Description of the task :: Reproduce without changes the lines of the listing between the line holding "Instruction set for this micro-task: find ornamental" and the line holding "[354,72,419,124]", inclusive, and output nothing else.

The records ::
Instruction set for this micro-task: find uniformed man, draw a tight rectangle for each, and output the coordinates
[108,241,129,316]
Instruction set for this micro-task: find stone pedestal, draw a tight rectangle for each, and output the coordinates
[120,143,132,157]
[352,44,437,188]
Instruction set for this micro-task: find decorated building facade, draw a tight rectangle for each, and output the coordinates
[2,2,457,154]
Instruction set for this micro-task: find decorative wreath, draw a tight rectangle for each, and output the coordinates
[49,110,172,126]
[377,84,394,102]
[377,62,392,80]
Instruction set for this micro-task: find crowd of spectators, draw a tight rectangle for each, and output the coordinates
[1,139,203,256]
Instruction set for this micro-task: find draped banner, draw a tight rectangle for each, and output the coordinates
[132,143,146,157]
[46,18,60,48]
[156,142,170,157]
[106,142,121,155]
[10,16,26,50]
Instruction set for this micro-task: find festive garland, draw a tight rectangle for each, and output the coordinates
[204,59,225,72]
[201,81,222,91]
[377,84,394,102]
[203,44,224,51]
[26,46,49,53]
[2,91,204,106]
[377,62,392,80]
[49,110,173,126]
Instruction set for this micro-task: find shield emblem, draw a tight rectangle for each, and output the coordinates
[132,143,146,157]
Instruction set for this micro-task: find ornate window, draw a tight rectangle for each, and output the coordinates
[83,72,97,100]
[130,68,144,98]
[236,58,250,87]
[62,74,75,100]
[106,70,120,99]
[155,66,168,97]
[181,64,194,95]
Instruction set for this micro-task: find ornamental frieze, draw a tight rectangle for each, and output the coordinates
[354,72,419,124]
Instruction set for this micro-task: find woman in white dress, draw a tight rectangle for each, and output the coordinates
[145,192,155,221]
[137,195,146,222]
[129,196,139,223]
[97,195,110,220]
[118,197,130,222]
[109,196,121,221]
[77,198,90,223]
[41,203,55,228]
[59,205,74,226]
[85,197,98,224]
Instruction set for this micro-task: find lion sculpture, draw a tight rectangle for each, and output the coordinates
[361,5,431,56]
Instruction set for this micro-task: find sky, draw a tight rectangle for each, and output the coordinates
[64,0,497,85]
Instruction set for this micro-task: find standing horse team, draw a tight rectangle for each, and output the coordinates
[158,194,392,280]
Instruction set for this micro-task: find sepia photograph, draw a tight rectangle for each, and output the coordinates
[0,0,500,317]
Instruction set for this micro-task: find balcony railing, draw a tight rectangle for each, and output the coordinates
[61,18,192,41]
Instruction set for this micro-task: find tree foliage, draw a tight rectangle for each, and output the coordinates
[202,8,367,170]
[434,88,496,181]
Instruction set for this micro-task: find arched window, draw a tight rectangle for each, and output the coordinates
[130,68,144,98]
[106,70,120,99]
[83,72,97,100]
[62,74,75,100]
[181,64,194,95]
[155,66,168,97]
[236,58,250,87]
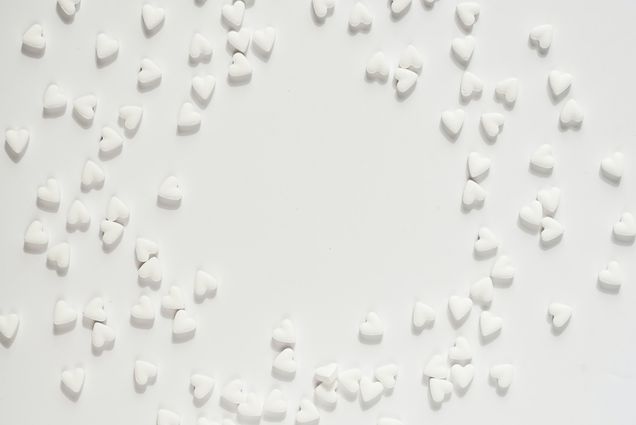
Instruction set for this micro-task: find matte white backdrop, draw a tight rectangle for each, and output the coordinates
[0,0,636,425]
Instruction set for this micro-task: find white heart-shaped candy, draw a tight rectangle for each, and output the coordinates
[82,159,106,190]
[4,128,29,157]
[601,152,625,182]
[495,78,519,104]
[133,360,159,387]
[366,52,390,80]
[455,2,481,28]
[62,367,86,394]
[548,70,573,97]
[448,295,473,322]
[451,35,476,64]
[95,32,119,61]
[141,4,166,33]
[530,144,556,173]
[91,322,115,349]
[479,311,503,338]
[490,364,514,389]
[413,301,435,329]
[529,24,553,50]
[190,373,216,400]
[441,109,465,137]
[221,0,245,29]
[559,99,583,128]
[252,27,276,55]
[548,303,572,329]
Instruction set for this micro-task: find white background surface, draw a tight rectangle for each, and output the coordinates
[0,0,636,425]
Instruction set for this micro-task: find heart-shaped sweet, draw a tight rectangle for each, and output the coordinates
[99,220,124,247]
[192,74,216,102]
[161,286,185,310]
[221,0,245,29]
[227,28,252,53]
[84,297,106,322]
[413,301,435,329]
[99,127,124,154]
[474,227,499,256]
[95,32,119,62]
[424,354,449,379]
[133,360,159,387]
[61,367,86,395]
[451,35,475,64]
[311,0,336,19]
[360,376,384,405]
[391,0,411,15]
[53,300,77,328]
[82,159,106,190]
[119,105,144,131]
[495,78,519,104]
[467,152,491,181]
[612,212,636,242]
[598,261,625,289]
[24,220,49,248]
[349,2,373,30]
[0,313,20,340]
[228,52,252,81]
[459,71,484,99]
[263,388,289,419]
[448,295,473,322]
[137,257,163,283]
[91,322,115,349]
[530,144,556,173]
[73,94,97,122]
[548,70,573,97]
[462,180,487,209]
[141,3,166,33]
[158,176,183,203]
[428,378,453,404]
[42,83,67,112]
[529,24,553,50]
[46,242,71,271]
[541,217,564,244]
[601,152,625,182]
[190,373,216,400]
[252,27,276,55]
[137,58,162,88]
[455,2,481,28]
[4,128,29,157]
[479,311,503,338]
[66,199,91,230]
[359,311,384,340]
[130,295,155,321]
[190,32,212,62]
[481,112,504,139]
[172,310,197,336]
[393,68,417,95]
[548,303,572,329]
[490,255,516,283]
[559,99,583,128]
[177,102,201,131]
[490,364,514,389]
[22,24,46,53]
[519,200,543,231]
[272,347,298,377]
[470,276,495,307]
[448,336,473,362]
[441,109,465,137]
[366,52,390,80]
[450,364,475,390]
[374,363,398,390]
[296,398,320,425]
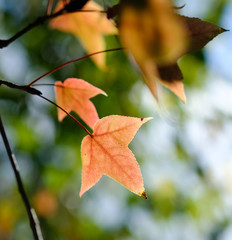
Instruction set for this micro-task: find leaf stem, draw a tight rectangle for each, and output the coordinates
[27,47,124,87]
[0,116,43,240]
[38,95,93,137]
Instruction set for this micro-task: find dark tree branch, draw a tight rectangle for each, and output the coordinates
[27,47,124,87]
[0,116,43,240]
[0,9,66,48]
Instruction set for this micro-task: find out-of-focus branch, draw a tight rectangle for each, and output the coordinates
[0,116,43,240]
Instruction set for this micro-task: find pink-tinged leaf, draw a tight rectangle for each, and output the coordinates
[55,78,106,128]
[50,1,118,68]
[80,115,151,198]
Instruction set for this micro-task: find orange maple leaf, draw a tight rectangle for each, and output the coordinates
[80,115,151,198]
[55,78,107,128]
[50,1,118,68]
[119,0,187,102]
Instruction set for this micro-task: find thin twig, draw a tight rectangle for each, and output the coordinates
[0,116,43,240]
[37,95,93,137]
[27,48,124,87]
[0,9,66,48]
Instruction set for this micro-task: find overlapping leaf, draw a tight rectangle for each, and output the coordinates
[50,0,118,68]
[55,78,106,128]
[119,0,224,102]
[80,115,151,198]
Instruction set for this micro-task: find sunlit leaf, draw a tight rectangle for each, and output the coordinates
[80,115,151,198]
[55,78,106,128]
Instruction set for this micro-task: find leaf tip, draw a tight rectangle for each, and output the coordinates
[139,191,147,199]
[140,117,153,123]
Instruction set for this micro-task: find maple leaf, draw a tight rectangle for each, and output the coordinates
[50,1,118,69]
[55,78,107,128]
[80,115,151,198]
[119,0,225,102]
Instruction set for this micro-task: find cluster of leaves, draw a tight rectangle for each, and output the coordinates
[44,0,225,197]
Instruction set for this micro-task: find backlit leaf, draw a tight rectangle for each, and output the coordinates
[80,115,151,198]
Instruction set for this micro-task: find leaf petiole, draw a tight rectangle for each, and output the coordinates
[38,95,93,138]
[27,47,124,87]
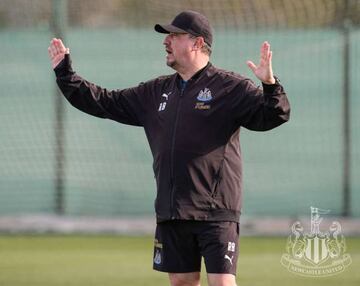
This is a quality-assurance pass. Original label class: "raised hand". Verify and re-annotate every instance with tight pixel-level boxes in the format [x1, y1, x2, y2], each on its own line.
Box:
[246, 42, 275, 84]
[48, 38, 70, 68]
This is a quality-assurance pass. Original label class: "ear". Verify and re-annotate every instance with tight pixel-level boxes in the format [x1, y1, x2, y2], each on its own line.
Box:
[193, 37, 205, 51]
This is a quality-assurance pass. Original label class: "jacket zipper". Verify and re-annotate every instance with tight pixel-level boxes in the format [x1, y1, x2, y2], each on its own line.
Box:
[170, 89, 184, 219]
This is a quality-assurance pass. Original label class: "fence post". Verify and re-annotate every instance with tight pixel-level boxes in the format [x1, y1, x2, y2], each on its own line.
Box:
[51, 0, 67, 215]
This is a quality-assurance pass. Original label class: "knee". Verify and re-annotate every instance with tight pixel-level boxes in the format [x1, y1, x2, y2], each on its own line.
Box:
[169, 273, 200, 286]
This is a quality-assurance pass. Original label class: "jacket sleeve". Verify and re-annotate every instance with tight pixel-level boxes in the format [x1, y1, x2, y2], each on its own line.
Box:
[54, 55, 147, 126]
[231, 79, 290, 131]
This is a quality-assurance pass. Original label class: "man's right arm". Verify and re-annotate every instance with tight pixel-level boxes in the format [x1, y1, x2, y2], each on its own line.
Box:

Task output ::
Instruction set for this micro-task: find ornamental frieze, draw a tight rectangle for each, and output the coordinates
[354,72,419,124]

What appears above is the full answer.